Locate every line in the items below that contains the string "rail" and copy each of those lines.

Source data
═══

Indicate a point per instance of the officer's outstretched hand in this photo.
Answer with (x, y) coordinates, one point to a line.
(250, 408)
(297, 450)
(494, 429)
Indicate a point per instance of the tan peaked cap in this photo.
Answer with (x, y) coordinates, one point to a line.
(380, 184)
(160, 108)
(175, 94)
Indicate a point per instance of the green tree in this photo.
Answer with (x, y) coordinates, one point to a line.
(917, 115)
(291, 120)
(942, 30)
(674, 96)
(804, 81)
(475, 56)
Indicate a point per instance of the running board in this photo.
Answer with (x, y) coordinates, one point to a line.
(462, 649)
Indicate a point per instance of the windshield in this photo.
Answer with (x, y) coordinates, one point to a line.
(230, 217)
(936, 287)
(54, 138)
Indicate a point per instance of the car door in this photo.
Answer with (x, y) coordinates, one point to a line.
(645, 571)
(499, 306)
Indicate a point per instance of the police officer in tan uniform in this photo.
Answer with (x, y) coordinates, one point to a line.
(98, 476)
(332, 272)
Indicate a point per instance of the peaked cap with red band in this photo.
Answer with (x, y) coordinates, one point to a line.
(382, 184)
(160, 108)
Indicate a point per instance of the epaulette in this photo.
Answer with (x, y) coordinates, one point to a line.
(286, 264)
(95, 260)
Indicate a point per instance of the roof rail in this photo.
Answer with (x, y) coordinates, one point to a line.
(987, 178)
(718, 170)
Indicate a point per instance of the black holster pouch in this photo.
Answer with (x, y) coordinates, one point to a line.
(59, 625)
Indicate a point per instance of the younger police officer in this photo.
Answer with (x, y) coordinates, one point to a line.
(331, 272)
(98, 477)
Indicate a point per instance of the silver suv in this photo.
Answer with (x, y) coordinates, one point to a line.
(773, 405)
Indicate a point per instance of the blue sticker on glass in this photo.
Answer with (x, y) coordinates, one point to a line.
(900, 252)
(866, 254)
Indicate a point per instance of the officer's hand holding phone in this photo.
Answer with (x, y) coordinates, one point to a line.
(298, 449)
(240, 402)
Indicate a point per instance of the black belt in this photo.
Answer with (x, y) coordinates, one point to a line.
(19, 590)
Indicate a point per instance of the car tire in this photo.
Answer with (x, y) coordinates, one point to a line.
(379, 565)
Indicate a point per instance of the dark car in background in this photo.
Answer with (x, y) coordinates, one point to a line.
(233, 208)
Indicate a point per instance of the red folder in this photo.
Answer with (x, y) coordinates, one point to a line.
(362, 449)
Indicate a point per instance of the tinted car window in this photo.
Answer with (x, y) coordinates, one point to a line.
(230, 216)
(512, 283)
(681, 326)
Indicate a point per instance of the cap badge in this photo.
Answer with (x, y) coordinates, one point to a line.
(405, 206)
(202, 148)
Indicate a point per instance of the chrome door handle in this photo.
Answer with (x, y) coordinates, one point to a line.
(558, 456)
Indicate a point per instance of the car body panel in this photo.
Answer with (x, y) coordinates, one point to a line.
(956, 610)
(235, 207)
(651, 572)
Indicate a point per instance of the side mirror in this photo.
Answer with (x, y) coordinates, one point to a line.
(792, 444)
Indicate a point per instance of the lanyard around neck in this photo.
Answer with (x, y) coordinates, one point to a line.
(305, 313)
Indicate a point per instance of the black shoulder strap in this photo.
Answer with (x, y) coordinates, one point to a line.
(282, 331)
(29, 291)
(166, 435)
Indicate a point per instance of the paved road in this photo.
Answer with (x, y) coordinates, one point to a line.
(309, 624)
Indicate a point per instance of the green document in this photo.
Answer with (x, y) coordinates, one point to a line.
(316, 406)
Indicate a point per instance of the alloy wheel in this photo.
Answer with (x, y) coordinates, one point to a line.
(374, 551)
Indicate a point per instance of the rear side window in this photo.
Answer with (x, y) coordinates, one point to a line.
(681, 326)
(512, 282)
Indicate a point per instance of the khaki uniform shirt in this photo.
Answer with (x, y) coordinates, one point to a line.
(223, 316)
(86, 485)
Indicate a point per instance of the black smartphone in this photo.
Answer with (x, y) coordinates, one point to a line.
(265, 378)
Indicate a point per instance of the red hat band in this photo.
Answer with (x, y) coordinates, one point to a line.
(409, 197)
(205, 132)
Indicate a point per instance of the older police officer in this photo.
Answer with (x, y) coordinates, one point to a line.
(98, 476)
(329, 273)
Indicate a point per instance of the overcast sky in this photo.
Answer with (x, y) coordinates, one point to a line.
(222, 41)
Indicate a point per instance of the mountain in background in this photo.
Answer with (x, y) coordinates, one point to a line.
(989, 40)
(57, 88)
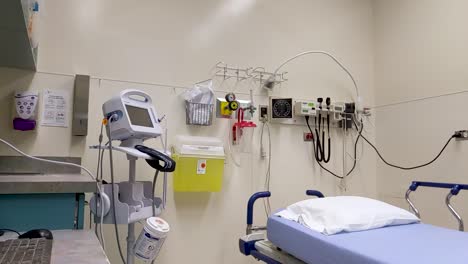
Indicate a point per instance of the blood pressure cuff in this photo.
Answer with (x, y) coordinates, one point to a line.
(160, 161)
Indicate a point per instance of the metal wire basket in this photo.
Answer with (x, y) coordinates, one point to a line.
(198, 114)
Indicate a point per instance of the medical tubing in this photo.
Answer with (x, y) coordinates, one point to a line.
(266, 202)
(355, 153)
(355, 148)
(59, 163)
(155, 178)
(327, 159)
(315, 151)
(328, 55)
(407, 168)
(97, 178)
(111, 162)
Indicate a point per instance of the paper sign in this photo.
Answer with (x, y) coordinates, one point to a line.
(55, 108)
(201, 167)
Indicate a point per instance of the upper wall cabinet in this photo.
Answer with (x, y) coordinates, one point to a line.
(18, 44)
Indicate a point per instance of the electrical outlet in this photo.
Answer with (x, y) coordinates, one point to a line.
(308, 137)
(461, 135)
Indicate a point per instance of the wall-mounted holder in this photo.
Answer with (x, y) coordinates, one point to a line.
(80, 105)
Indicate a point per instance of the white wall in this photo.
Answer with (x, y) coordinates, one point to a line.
(158, 45)
(421, 92)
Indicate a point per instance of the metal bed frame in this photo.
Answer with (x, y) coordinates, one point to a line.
(255, 243)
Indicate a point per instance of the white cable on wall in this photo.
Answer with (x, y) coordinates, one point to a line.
(65, 164)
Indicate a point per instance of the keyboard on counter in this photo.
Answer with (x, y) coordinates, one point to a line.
(26, 251)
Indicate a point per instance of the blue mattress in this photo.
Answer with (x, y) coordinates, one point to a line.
(415, 243)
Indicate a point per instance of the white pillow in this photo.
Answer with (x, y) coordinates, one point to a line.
(332, 215)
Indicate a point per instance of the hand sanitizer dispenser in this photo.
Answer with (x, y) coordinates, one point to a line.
(25, 110)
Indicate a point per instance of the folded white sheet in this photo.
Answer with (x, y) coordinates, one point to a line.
(332, 215)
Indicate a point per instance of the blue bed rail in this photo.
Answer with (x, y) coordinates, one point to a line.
(247, 244)
(454, 190)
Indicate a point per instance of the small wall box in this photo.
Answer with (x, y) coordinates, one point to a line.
(200, 164)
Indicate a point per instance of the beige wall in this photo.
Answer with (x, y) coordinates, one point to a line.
(157, 45)
(421, 94)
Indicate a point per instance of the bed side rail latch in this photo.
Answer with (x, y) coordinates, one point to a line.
(454, 190)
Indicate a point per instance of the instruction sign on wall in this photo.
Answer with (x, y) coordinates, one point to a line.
(55, 108)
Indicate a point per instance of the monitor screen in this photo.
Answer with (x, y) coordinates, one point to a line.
(139, 116)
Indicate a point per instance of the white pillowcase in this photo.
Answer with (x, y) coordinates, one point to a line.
(332, 215)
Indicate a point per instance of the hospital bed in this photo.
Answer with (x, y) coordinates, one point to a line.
(287, 241)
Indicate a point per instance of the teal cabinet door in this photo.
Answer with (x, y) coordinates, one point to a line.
(52, 211)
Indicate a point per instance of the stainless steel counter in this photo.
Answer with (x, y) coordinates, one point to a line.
(74, 247)
(48, 183)
(77, 247)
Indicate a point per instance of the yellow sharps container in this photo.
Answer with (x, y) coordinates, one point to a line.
(200, 164)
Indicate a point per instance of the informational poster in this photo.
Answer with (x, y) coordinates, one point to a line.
(55, 108)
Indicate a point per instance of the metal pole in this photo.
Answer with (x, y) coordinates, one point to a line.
(345, 124)
(131, 227)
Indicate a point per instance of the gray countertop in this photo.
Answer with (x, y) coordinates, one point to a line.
(74, 247)
(46, 183)
(77, 247)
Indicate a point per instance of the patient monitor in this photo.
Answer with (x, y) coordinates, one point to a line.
(132, 117)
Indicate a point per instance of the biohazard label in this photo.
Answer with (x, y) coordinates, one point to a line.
(201, 167)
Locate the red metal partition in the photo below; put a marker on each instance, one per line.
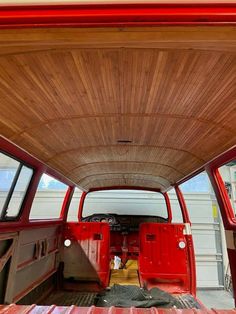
(88, 257)
(164, 260)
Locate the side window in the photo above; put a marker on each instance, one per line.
(198, 197)
(175, 207)
(228, 174)
(48, 200)
(74, 206)
(14, 182)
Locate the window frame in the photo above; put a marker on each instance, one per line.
(3, 216)
(65, 203)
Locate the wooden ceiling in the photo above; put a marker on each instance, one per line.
(129, 107)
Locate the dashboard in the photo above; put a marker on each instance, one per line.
(123, 222)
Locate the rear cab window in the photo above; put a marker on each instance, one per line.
(49, 198)
(15, 179)
(125, 202)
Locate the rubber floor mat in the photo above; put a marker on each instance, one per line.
(68, 298)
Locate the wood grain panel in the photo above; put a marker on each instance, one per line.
(71, 96)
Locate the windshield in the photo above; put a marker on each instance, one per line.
(125, 202)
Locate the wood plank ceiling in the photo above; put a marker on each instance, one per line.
(106, 114)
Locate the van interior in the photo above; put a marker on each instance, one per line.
(101, 98)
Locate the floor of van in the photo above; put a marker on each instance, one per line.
(68, 298)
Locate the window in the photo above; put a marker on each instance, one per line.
(125, 202)
(48, 199)
(175, 207)
(228, 174)
(198, 195)
(74, 206)
(14, 182)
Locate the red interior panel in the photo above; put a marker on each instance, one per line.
(90, 258)
(162, 262)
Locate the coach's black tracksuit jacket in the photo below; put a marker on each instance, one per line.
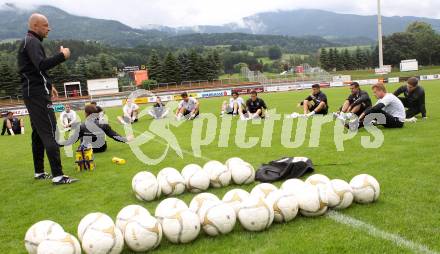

═══

COMPLETE OUTPUT ▸
Indicate a point per instance of the roof rail in this photo.
Indicate a point per instance of the blue bed rail in this photo.
Indicate a point per instance of the bed side rail latch in this photo.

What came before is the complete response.